EXCERPTED PASSAGE —
#####

Liam and Elizabeth both started cycling along a track in the same direction. Liam cycled two-fifths of a mile and then stopped. Elizabeth cycled four-fifths of a mile and then turned around and cycled back along the path for two-thirds of a mile. Who is further from the starting point? And what is the distance between them?

Liam cycled two-fifths of a mile. Elizabeth went four-fifths of a mile in one direction. And then she turned around and cycled for two-thirds of a mile in the opposite direction. If she cycled four-fifths of a mile in one direction and then turned around for two-thirds of a mile and we want to know how far she was from the starting point, we need to use subtraction. We need to subtract two-thirds of a mile from the four-fifths that she went in the beginning.

In order to subtract fractions, we need a common denominator. The least common denominator from three and five is 15. Five times three equals 15. And if we multiply the denominator by three, we need to multiply the numerator by three. Four-fifths is the same thing as twelve fifteenths. And for the two-thirds, what times three equals 15? Times five. And that means we also multiply the numerator by five. Two times five equals 10. Twelve fifteenths minus ten fifteenths. We subtract the numerator. 12 minus 10 equals two. And the denominator stays the same. Elizabeth is two fifteenths of a mile from where she started.

#####

DATA EXCERPTS —
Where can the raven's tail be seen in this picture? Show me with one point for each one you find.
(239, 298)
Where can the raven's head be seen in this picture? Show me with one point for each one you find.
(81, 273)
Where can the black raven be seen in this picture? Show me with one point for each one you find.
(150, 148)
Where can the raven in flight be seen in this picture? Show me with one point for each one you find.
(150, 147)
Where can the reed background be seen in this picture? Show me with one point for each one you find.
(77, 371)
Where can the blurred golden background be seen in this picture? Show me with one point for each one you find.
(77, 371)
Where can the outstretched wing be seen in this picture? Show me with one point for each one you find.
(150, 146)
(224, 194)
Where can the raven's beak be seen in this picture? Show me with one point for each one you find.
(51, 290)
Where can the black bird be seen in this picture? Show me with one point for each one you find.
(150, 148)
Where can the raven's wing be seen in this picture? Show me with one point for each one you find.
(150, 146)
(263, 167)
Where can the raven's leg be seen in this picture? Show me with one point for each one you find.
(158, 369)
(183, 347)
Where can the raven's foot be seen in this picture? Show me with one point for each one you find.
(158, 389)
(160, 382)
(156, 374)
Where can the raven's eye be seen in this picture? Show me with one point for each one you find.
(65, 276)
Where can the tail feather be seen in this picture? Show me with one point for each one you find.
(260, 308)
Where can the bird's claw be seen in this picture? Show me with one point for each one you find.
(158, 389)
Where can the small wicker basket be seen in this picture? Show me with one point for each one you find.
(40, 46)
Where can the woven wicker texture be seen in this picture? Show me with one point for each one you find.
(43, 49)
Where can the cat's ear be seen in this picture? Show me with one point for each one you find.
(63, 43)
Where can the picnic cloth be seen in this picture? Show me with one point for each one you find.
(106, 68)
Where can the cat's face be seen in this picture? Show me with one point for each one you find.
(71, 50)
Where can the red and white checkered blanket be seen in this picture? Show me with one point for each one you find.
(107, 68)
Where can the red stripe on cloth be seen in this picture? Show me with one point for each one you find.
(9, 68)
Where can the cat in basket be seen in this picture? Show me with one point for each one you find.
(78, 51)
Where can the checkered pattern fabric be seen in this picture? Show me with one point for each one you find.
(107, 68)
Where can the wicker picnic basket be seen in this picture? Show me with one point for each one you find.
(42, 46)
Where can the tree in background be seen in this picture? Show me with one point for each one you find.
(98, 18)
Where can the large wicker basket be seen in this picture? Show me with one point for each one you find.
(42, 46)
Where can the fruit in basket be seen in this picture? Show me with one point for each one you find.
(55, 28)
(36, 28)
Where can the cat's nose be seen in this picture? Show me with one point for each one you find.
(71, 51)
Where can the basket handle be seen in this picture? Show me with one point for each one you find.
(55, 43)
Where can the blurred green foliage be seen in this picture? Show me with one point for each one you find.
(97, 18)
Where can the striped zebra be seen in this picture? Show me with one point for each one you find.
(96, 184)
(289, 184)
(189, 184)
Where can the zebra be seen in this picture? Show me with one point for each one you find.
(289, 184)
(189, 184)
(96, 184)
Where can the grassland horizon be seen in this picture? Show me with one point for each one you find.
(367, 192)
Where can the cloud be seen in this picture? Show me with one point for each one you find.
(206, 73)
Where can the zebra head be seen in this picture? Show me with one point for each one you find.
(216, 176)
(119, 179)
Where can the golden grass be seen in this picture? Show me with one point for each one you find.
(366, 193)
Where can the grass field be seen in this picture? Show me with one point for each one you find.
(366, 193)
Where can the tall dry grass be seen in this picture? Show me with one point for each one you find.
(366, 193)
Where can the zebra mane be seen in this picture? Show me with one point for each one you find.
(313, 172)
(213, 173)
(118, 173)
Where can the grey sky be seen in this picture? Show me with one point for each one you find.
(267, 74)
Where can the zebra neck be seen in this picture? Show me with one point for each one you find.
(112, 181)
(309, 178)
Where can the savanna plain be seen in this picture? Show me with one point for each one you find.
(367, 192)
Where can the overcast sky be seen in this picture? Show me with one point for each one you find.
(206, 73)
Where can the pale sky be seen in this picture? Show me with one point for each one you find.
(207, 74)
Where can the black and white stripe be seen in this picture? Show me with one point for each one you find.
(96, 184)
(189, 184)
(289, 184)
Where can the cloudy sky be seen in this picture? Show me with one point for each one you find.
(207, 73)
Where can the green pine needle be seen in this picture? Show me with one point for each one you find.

#####

STATED EXERCISE 1 —
Using the passage on Liam and Elizabeth's cycling, answer these three questions:
(a) How far did Liam cycle before he stopped?
(b) What least common denominator is used for three and five?
(c) What fraction is four-fifths rewritten as?
STATED EXERCISE 2 —
Summarize the passage on Liam and Elizabeth's cycling in two sentences.

FINAL RESULT 1 —
(a) Two-fifths of a mile.
(b) 15.
(c) Twelve fifteenths.

FINAL RESULT 2 —
Liam and Elizabeth cycled in the same direction along a track: Liam went two-fifths of a mile and stopped, while Elizabeth went four-fifths of a mile and then turned around and cycled back two-thirds of a mile. Subtracting two-thirds from four-fifths with the common denominator 15 gives twelve fifteenths minus ten fifteenths, so Elizabeth is two fifteenths of a mile from where she started.